Schreibe die Zeilen ab dem Beginn der Daten bis einschließlich der Zeile mit "(1221, 673)" vollständig neu, nicht nur die Antworten. Skaliere dabei jede Koordinate in den Antworten mit dem Faktor 1,9 und runde auf ganze Zahlen, Hälften nach oben.

━━━━━━━━

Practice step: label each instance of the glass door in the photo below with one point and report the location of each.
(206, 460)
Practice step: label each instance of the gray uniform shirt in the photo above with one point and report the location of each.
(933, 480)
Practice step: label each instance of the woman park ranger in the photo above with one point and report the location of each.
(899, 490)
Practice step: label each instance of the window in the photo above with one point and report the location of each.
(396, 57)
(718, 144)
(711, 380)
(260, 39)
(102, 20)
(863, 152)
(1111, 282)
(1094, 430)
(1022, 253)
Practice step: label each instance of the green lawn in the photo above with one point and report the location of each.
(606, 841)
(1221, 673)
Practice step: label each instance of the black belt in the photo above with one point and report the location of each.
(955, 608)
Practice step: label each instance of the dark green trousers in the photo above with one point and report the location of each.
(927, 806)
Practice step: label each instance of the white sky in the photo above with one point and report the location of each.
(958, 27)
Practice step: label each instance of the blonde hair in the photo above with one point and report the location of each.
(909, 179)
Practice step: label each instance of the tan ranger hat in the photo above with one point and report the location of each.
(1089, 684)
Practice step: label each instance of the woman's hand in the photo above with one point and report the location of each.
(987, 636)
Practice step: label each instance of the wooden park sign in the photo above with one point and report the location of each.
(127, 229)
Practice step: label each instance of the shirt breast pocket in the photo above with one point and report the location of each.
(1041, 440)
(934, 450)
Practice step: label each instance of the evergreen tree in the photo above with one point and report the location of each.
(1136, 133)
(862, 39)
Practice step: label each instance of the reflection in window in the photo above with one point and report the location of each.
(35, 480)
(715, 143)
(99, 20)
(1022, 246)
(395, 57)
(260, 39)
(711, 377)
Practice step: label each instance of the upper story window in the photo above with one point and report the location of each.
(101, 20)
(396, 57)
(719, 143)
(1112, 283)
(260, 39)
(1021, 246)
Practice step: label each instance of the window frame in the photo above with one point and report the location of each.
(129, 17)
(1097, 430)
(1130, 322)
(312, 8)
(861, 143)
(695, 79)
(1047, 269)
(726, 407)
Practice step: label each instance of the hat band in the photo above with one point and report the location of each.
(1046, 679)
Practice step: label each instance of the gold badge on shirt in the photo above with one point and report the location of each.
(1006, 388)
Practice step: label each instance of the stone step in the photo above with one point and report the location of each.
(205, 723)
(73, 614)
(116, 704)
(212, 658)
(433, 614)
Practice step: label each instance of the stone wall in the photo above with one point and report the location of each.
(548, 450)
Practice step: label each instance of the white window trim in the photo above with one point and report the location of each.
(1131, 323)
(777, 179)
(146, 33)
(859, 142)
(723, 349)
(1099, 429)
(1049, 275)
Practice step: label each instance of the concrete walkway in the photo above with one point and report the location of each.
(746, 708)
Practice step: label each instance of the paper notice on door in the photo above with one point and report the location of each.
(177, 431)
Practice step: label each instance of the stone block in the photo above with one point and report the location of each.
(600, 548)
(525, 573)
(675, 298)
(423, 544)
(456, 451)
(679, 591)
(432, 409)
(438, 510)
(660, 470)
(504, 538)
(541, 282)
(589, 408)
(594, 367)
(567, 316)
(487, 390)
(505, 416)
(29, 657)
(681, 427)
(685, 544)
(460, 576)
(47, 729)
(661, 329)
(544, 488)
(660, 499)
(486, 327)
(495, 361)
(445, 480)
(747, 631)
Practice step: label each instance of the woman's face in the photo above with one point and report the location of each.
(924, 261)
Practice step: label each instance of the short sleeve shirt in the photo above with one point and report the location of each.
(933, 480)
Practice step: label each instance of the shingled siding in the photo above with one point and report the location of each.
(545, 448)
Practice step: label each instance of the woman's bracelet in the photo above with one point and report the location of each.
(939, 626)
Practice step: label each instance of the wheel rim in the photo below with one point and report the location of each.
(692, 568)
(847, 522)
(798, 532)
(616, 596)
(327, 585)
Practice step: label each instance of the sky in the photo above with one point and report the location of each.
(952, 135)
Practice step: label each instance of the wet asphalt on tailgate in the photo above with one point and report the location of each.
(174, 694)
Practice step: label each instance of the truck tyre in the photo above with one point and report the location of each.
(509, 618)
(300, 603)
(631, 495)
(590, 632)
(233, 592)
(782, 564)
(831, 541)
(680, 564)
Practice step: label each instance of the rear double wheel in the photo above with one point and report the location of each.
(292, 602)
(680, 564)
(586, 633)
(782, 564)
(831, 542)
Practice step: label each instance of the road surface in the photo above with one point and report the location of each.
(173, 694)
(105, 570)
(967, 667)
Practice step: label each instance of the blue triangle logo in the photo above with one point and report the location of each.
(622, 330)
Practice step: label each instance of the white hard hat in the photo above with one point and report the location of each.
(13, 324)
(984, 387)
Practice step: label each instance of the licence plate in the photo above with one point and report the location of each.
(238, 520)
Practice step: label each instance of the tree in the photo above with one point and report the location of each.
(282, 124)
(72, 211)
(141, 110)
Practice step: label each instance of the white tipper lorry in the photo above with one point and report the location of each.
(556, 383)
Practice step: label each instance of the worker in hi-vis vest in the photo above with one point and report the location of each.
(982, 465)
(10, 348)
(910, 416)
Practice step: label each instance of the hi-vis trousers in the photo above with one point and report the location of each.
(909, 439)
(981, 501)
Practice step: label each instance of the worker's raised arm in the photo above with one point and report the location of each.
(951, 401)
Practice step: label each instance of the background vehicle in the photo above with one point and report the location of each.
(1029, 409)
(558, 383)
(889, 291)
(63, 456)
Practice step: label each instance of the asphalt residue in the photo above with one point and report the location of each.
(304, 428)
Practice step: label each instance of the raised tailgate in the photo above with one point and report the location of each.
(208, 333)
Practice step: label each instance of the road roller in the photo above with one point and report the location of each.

━━━━━━━━

Endergebnis ::
Practice step: label each instance of the glass door in the photo below with one point and report the location of each.
(391, 874)
Practice step: label each instance of the gray uniform shirt in the photo above with one point and report the location of each.
(1773, 912)
Practice step: label each instance of the woman park ranger in the photo above with one point and report the location of each.
(1708, 931)
Practice step: label each instance of the window in the photo above with one point and report the location of each.
(752, 108)
(1364, 274)
(1351, 722)
(494, 74)
(194, 38)
(1640, 289)
(2111, 536)
(2079, 817)
(1942, 481)
Practice step: label each instance of the green lawn in the photo above with one point and report the location of each.
(1151, 1598)
(2320, 1279)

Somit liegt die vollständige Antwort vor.